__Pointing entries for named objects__
====
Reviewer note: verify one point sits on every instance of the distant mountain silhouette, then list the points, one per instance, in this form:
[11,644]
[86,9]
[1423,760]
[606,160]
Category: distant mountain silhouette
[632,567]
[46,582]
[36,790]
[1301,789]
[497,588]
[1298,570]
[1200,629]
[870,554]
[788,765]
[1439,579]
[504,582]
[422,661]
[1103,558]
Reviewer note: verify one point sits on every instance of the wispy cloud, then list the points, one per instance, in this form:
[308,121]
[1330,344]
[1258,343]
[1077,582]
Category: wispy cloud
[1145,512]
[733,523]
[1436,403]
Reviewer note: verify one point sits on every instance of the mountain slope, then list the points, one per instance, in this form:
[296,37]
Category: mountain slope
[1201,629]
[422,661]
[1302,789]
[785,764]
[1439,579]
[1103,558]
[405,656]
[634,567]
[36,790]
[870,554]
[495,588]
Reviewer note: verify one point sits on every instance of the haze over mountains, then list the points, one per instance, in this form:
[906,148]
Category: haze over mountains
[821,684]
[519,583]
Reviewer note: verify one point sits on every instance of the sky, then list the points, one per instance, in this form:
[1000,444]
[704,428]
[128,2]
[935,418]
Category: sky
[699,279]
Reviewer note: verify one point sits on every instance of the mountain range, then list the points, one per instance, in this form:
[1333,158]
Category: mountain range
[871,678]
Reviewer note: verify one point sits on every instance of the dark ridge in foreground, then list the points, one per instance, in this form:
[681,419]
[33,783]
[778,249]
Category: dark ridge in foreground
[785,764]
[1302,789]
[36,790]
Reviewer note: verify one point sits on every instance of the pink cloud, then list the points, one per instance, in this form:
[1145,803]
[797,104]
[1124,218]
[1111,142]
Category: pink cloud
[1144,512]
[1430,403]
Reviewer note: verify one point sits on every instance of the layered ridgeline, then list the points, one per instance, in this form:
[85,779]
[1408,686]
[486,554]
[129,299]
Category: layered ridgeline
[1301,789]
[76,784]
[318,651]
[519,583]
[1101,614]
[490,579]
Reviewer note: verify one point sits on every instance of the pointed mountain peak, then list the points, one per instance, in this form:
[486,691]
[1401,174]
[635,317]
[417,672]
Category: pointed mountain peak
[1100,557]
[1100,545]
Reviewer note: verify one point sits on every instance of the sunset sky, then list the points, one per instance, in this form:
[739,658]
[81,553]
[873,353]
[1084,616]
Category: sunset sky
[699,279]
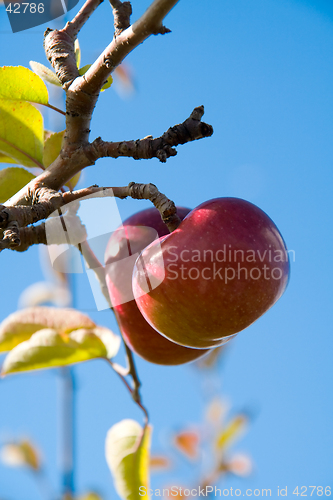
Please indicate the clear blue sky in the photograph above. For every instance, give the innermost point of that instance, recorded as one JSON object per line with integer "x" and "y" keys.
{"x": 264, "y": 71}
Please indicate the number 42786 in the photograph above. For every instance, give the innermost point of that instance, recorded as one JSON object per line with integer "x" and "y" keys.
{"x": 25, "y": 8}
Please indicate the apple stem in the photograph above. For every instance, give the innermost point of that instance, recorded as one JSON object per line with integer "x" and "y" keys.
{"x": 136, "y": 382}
====
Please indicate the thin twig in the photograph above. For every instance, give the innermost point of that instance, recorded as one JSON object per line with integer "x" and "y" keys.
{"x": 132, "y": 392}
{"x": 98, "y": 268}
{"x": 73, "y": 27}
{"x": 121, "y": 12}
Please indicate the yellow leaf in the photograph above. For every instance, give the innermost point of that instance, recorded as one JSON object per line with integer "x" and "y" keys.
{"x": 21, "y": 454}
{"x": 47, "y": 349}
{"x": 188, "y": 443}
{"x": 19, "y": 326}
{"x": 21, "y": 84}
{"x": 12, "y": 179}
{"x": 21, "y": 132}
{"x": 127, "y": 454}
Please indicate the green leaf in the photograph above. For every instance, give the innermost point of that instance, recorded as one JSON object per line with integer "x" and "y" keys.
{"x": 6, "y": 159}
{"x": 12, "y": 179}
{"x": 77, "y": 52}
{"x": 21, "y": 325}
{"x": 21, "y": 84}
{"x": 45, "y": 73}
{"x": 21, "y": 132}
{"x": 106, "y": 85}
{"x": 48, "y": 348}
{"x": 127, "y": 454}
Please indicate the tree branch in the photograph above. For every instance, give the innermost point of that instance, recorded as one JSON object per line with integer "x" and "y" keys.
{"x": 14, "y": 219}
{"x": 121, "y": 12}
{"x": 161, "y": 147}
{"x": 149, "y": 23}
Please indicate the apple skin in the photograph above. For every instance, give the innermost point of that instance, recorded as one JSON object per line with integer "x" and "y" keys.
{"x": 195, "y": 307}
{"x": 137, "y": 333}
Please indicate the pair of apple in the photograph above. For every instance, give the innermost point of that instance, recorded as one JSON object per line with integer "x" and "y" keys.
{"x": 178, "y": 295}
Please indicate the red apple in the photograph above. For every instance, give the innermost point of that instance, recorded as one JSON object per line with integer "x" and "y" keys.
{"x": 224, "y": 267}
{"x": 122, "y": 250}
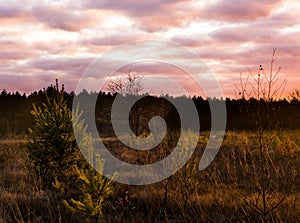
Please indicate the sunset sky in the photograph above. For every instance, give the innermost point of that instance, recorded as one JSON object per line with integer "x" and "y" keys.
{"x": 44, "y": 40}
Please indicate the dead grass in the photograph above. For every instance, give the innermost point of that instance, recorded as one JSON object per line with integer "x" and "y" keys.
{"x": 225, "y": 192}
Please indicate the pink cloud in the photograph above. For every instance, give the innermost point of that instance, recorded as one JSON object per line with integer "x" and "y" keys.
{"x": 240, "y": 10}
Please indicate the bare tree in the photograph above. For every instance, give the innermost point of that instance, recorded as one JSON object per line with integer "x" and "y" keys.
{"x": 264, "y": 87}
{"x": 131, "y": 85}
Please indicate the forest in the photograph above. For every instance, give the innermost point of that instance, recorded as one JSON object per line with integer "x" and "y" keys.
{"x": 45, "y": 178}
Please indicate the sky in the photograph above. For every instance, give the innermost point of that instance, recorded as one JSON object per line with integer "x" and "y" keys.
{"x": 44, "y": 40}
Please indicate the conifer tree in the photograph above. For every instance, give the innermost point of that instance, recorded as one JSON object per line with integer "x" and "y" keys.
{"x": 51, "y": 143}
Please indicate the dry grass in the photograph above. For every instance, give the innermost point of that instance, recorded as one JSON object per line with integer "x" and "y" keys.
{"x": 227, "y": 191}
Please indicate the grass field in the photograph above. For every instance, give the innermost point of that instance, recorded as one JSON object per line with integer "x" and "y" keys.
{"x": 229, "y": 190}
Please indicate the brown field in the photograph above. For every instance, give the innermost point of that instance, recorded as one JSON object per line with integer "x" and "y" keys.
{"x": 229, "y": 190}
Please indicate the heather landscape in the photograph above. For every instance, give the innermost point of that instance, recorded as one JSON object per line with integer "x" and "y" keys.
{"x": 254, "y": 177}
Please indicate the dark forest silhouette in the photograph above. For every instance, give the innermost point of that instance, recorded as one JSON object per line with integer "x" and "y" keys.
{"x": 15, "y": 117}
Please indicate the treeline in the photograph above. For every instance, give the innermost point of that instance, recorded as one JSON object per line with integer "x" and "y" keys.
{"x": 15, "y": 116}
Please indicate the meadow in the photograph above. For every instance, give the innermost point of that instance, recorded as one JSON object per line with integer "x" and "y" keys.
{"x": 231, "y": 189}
====
__Written request__
Report every line of the data above that contains the word "pointed", copying each one in full. Matching is case-sensitive.

__Output of the exercise__
Reviewer note: verify one point sits on every instance of the pointed mountain peak, then list the points, one per instance, in this form:
Category: pointed mountain peak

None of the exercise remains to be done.